**To do**
Copy out each of the following lines verbatim, without changing anything.

>>>

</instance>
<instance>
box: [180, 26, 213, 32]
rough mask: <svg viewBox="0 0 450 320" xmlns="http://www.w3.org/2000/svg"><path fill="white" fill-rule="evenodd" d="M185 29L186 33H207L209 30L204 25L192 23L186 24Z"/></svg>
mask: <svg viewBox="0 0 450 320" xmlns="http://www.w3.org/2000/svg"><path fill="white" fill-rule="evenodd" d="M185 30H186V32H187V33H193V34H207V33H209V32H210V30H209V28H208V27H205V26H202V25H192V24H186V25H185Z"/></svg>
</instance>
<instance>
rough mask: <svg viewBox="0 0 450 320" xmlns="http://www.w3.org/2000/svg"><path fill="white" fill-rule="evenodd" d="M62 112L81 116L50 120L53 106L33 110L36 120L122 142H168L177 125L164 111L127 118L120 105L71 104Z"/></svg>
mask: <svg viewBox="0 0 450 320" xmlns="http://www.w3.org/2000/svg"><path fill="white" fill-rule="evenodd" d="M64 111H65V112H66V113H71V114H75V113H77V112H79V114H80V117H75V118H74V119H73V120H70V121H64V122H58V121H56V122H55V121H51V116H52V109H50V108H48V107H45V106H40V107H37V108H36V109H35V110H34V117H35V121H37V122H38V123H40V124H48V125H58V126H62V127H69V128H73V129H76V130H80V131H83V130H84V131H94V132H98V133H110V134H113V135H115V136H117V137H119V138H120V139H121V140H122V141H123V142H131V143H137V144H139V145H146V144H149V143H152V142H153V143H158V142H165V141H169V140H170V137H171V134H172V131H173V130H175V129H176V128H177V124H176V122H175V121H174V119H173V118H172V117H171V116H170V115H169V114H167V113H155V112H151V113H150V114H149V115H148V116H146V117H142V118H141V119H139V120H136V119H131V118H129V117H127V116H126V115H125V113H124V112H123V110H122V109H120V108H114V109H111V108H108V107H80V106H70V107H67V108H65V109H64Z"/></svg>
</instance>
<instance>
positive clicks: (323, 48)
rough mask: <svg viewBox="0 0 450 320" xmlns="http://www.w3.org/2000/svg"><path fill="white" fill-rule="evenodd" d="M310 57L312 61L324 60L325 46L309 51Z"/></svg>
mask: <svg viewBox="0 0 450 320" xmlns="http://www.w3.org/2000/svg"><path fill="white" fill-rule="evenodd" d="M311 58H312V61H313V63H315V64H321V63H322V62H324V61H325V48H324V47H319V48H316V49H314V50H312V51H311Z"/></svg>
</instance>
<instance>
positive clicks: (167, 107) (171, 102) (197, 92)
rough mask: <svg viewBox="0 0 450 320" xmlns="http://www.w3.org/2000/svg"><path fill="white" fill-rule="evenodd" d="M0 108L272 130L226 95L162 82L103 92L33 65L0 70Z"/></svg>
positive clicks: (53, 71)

<<<

**Solution to the exercise**
</instance>
<instance>
box: [180, 26, 213, 32]
rough mask: <svg viewBox="0 0 450 320" xmlns="http://www.w3.org/2000/svg"><path fill="white" fill-rule="evenodd" d="M185 29L186 33H207L209 30L204 25L192 23L186 24Z"/></svg>
mask: <svg viewBox="0 0 450 320" xmlns="http://www.w3.org/2000/svg"><path fill="white" fill-rule="evenodd" d="M185 30H186V32H187V33H193V34H207V33H209V32H210V30H209V28H208V27H205V26H202V25H192V24H186V25H185Z"/></svg>
</instance>
<instance>
rough mask: <svg viewBox="0 0 450 320" xmlns="http://www.w3.org/2000/svg"><path fill="white" fill-rule="evenodd" d="M62 112L81 116L50 120L53 106L33 110L36 120L122 142H168L177 125L164 111L127 118L120 105L71 104Z"/></svg>
mask: <svg viewBox="0 0 450 320" xmlns="http://www.w3.org/2000/svg"><path fill="white" fill-rule="evenodd" d="M64 111H65V112H66V113H71V114H75V113H77V112H79V114H80V117H75V118H74V119H73V120H70V121H64V122H58V121H56V122H55V121H51V116H52V109H50V108H48V107H45V106H40V107H37V108H36V109H35V110H34V117H35V121H37V122H38V123H40V124H48V125H58V126H62V127H69V128H73V129H76V130H80V131H83V130H84V131H94V132H98V133H110V134H113V135H115V136H117V137H119V138H120V139H121V140H122V141H123V142H131V143H137V144H139V145H146V144H149V143H152V142H153V143H158V142H165V141H169V140H170V137H171V134H172V131H173V130H175V129H176V128H177V124H176V122H175V121H174V119H173V118H172V117H171V116H170V115H169V114H167V113H155V112H151V113H150V114H149V115H148V116H146V117H142V118H141V119H139V120H136V119H131V118H129V117H127V116H126V115H125V113H124V112H123V110H122V109H120V108H114V109H111V108H108V107H80V106H70V107H67V108H65V109H64Z"/></svg>
</instance>
<instance>
positive clicks: (323, 48)
rough mask: <svg viewBox="0 0 450 320" xmlns="http://www.w3.org/2000/svg"><path fill="white" fill-rule="evenodd" d="M310 57L312 61L324 60L325 46L309 51Z"/></svg>
mask: <svg viewBox="0 0 450 320" xmlns="http://www.w3.org/2000/svg"><path fill="white" fill-rule="evenodd" d="M311 58H312V61H313V63H315V64H321V63H322V62H324V61H325V48H324V47H319V48H316V49H314V50H312V51H311Z"/></svg>
</instance>
<instance>
positive clicks: (167, 107) (171, 102) (197, 92)
rough mask: <svg viewBox="0 0 450 320" xmlns="http://www.w3.org/2000/svg"><path fill="white" fill-rule="evenodd" d="M0 108L272 130L226 95L162 82L103 92L33 65L0 70Z"/></svg>
positive clicks: (53, 71)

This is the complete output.